#### [Data for this task]

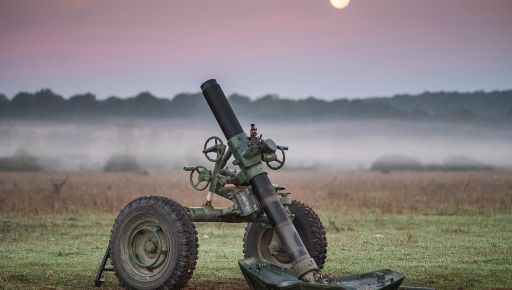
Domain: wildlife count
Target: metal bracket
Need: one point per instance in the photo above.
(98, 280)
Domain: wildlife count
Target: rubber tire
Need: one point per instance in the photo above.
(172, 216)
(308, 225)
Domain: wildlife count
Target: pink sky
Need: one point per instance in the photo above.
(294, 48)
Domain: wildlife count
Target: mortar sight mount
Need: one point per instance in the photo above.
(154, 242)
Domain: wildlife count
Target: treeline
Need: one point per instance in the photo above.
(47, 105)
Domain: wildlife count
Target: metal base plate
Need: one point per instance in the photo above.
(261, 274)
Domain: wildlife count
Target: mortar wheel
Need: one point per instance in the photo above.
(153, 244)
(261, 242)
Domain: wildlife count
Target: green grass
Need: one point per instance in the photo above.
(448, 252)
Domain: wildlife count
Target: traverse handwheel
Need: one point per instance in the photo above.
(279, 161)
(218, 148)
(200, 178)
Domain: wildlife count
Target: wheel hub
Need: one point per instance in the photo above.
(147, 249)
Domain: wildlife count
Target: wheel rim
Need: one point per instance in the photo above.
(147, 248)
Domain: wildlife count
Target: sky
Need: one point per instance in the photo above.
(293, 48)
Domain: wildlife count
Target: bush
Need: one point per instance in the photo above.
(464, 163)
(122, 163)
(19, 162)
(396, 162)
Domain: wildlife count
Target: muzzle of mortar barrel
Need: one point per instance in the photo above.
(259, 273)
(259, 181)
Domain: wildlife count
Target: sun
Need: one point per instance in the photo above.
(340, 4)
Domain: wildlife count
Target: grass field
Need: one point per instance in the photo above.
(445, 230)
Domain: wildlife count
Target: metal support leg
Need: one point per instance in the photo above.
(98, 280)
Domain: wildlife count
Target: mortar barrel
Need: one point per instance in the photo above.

#### [Job]
Could you give all the rows again, changing "wildlife count" to "field survey" and leaving everything else as it is? Leave the pictures out.

#### [Finished exercise]
Domain: field survey
Target: metal bracket
Need: one point per instance in the photo above.
(98, 280)
Domain: field survey
Target: rubber tire
Need: one point per instance in the photo above.
(172, 216)
(308, 225)
Domain: field survey
Target: pink sky
Need: one point per instance in the photo above.
(294, 48)
Domain: field survey
Target: mortar sight mount
Need: one point per instance in the photo above.
(154, 242)
Domain: field survey
Target: treeline
Need: one point per instance in the photo above.
(47, 105)
Domain: field survey
Target: metal base plate
Need: one point per instance in the photo above.
(261, 274)
Domain: field survey
Target: mortar wheel
Need: one point per instance in the photo above.
(153, 244)
(261, 242)
Domain: field survey
Target: green grass
Need: one point per instance in the photo above.
(448, 252)
Domain: field survey
Target: traverse handwheel
Need: one point per instance in the photo above.
(279, 161)
(218, 148)
(200, 178)
Domain: field survey
Target: wheel hub
Need: one point per instance in the photo above.
(147, 249)
Domain: field survey
Target: wheel rim
Need: one point per instance in the photo above.
(147, 248)
Domain: field survey
Target: sky
Need: one point per instance in the photo above.
(293, 48)
Domain: field survey
Target: bush
Need: one point per instance in the photo above.
(464, 163)
(122, 163)
(19, 162)
(396, 162)
Domain: field survey
Target: muzzle of mortar barrel
Need: one point per instance in the photo above.
(259, 273)
(259, 181)
Domain: field survey
Target: sun
Need: one point per instance in the photo above.
(340, 4)
Domain: field survey
Target: grass field
Need: one point per instance in the photo above.
(445, 230)
Domain: field survey
Target: metal support leg
Need: one point per instance in the photo above.
(98, 280)
Domain: field survey
Target: mortar barrel
Need: one point per instance in the photo above.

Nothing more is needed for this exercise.